Start of GIVEN TEXT
He, modest in youth yet remarkable in body, was summoned unbidden, and within a single night was driven away by Messalina, with equal lasciviousness to provoke cupidity and disgust. To Suillius Caesoninus and Plautius Lateranus death was remitted— to the latter on account of his uncle’s outstanding merit; Caesoninus was protected by his vices, as though in that most loathsome conclave he had suffered the things of women.
[37] Interim Messalina Lucullianis in hortis prolatare vitam, componere preces, non nulla spe et aliquando ira: tantum inter extrema superbiae gerebat. ac ni caedem eius Narcissus properavisset, verterat pernicies in accusatorem. nam Claudius domum regressus et tempestivis epulis delenitus, ubi vino incaluit, iri iubet nuntiarique miserae (hoc enim verbo usum ferunt) dicendam ad causam postera die adesset.
[37] Meanwhile Messalina, in the Lucullian gardens, was prolonging life, composing prayers, with some hope and at times anger: so much pride she bore even amid her last extremities. And if Narcissus had not hastened her slaughter, the ruin would have turned upon the accuser. For Claudius, having returned home and beguiled by timely banquets, when he grew warm with wine, orders that someone go and that it be announced to the wretched woman (for they report that he used this very word) that, to plead her case, she should be present on the next day.
When this was heard and anger was slackening, love returning, and—if they delayed—the approaching night and the memory of the wifely bedchamber were feared, Narcissus bursts forth and orders the centurions and the tribune who was present to carry out the killing: thus, that the emperor so commanded. A guard and enforcer from among the freedmen, Euodus, is assigned; and he, hastening ahead into the gardens, found her sprawled on the ground, with her mother Lepida sitting beside her, who, not in concord with her daughter in her flourishing days, had been overcome to pity by her last necessities, and was advising her not to await the striker: life had passed, and nothing other than an honor for death was to be sought. But in a spirit corrupted by lusts nothing honorable was present; and her tears and complaints were being drawn out in vain, when, with the doors beaten in by the rush of those arriving, the tribune stood by in silence, while the freedman was railing with many and servile reproaches.
End of GIVEN TEXT
• [WHAT YOU WILL DO]:
1. Answer the following from the Messalina passage:
(a) On what account was death remitted to Plautius Lateranus?
(b) In which gardens was Messalina prolonging her life?
(c) Which freedman was assigned as guard and enforcer?
2. Reproduce part of the Messalina passage word for word, beginning at the words "[37] Meanwhile Messalina, in" and stopping after the words "the next day.".
3. Proceed with the Messalina passage, starting after its last sentence.
The data placed after this point come from a separate source.
Start of RECORDED DATA
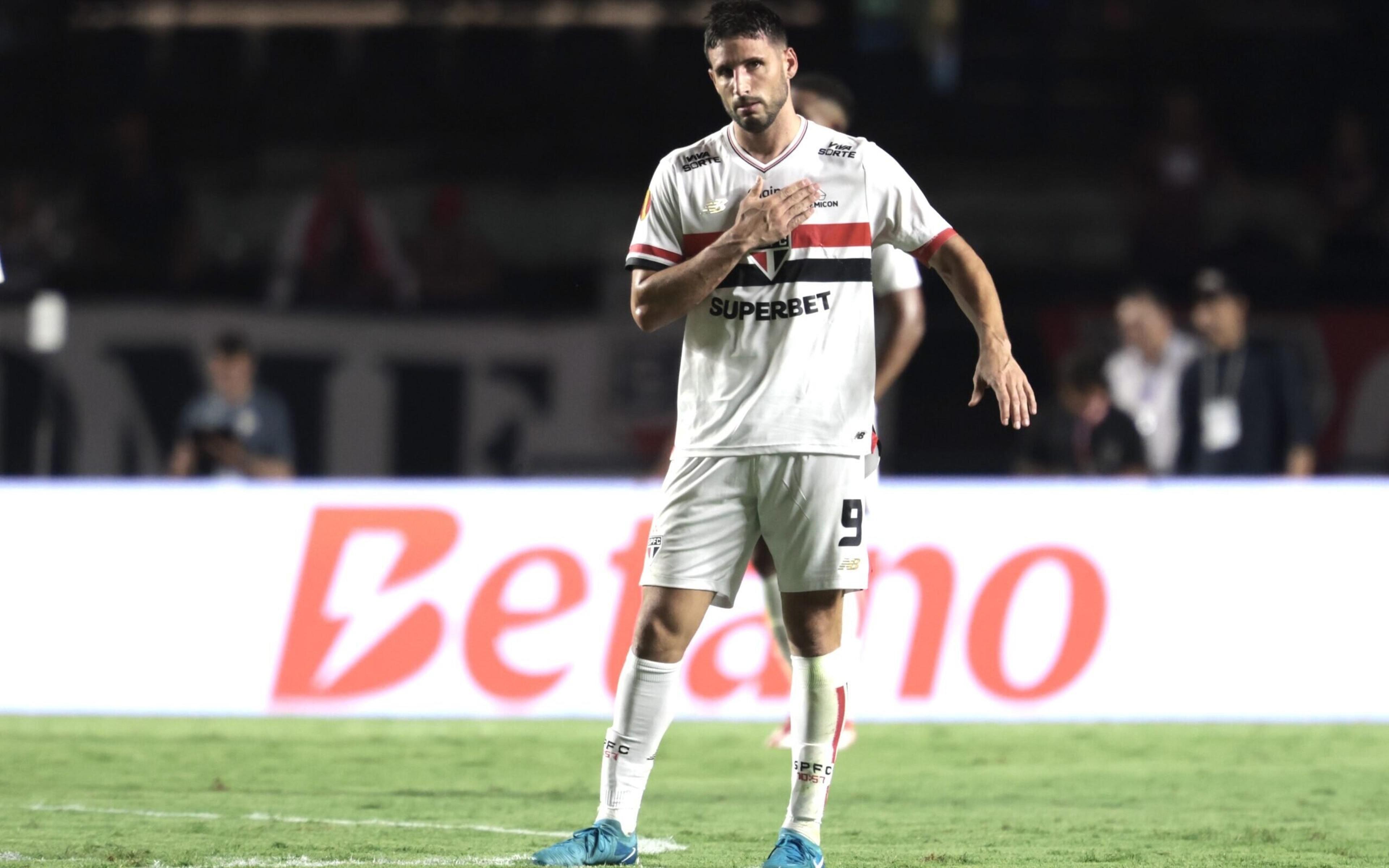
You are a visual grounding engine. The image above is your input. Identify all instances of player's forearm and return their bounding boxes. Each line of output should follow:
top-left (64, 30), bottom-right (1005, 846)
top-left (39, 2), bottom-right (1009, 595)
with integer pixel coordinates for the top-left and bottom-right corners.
End of RECORDED DATA
• [RESULTS FOR THE EXERCISE]:
1.
(a) On account of his uncle's outstanding merit.
(b) The Lucullian gardens.
(c) Euodus.

2.
[37] Meanwhile Messalina, in the Lucullian gardens, was prolonging life, composing prayers, with some hope and at times anger: so much pride she bore even amid her last extremities. And if Narcissus had not hastened her slaughter, the ruin would have turned upon the accuser. For Claudius, having returned home and beguiled by timely banquets, when he grew warm with wine, orders that someone go and that it be announced to the wretched woman (for they report that he used this very word) that, to plead her case, she should be present on the next day.

3.
[38] Tunc primum fortunam suam introspexit ferrumque accepit, quod frustra ingulo aut pectori per trepidationem admovens ictu tribuni transigitur. corpus matri concessum. nuntiatumque Claudio epulanti perisse Messalinam, non distincto sua an aliena manu.
[38] Then for the first time she looked into her fortune and took the steel, which, as she in her agitation applied in vain to her throat or breast, she was run through by the stroke of the tribune. The body was granted to her mother. And it was announced to Claudius, banqueting, that Messalina had perished, with no distinction made whether by her own hand or by another’s.
nor did he inquire; he demanded a cup and celebrated the usual things at the banquet. not even in the following days did he give signs of hatred or joy, of anger or sadness—in short, of any human emotion—neither when he looked upon the accusers rejoicing, nor when his children were mourning. and the senate aided her oblivion by decreeing that her name and effigies be removed from private and public places.